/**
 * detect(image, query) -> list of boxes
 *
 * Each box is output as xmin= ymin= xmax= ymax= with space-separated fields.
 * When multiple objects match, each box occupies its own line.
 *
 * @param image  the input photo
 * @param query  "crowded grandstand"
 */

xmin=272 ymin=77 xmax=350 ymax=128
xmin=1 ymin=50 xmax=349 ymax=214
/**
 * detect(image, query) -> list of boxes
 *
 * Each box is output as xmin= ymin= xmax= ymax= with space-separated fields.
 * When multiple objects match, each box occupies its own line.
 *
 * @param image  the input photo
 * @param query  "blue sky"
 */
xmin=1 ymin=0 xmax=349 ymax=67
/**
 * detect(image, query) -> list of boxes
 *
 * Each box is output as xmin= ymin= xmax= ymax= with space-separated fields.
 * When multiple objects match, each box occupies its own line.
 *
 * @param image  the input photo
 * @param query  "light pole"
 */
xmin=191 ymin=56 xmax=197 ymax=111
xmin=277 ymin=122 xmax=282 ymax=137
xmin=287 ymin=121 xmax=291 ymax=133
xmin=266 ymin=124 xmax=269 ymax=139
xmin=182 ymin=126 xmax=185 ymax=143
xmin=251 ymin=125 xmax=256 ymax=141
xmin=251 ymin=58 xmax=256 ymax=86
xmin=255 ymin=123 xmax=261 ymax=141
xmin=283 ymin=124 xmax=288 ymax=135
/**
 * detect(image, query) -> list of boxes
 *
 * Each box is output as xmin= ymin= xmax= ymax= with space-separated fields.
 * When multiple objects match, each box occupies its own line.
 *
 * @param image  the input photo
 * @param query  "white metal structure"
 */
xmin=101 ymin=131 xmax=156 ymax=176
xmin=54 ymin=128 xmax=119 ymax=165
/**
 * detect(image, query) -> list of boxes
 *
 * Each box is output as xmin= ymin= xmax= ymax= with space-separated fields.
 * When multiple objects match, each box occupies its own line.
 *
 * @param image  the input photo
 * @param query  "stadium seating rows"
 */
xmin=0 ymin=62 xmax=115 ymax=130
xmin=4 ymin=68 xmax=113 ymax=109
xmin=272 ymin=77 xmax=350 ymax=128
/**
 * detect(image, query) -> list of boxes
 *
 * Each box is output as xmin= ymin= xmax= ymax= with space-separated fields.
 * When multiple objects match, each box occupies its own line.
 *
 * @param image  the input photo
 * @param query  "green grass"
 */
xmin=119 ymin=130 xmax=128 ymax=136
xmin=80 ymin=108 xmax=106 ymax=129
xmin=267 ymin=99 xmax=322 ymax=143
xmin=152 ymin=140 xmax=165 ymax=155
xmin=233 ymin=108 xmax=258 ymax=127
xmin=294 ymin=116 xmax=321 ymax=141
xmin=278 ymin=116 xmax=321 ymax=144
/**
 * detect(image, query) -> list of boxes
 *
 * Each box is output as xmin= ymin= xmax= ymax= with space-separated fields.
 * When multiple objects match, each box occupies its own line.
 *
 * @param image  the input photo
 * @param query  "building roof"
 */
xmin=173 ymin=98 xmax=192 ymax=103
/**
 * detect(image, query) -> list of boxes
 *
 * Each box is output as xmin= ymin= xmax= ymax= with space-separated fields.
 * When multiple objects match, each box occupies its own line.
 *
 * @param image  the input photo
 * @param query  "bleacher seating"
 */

######

- [What you will do]: Check each line of the listing for the word "seating" and state how many lines contain it, with no other words.

- [Answer for this exercise]: 2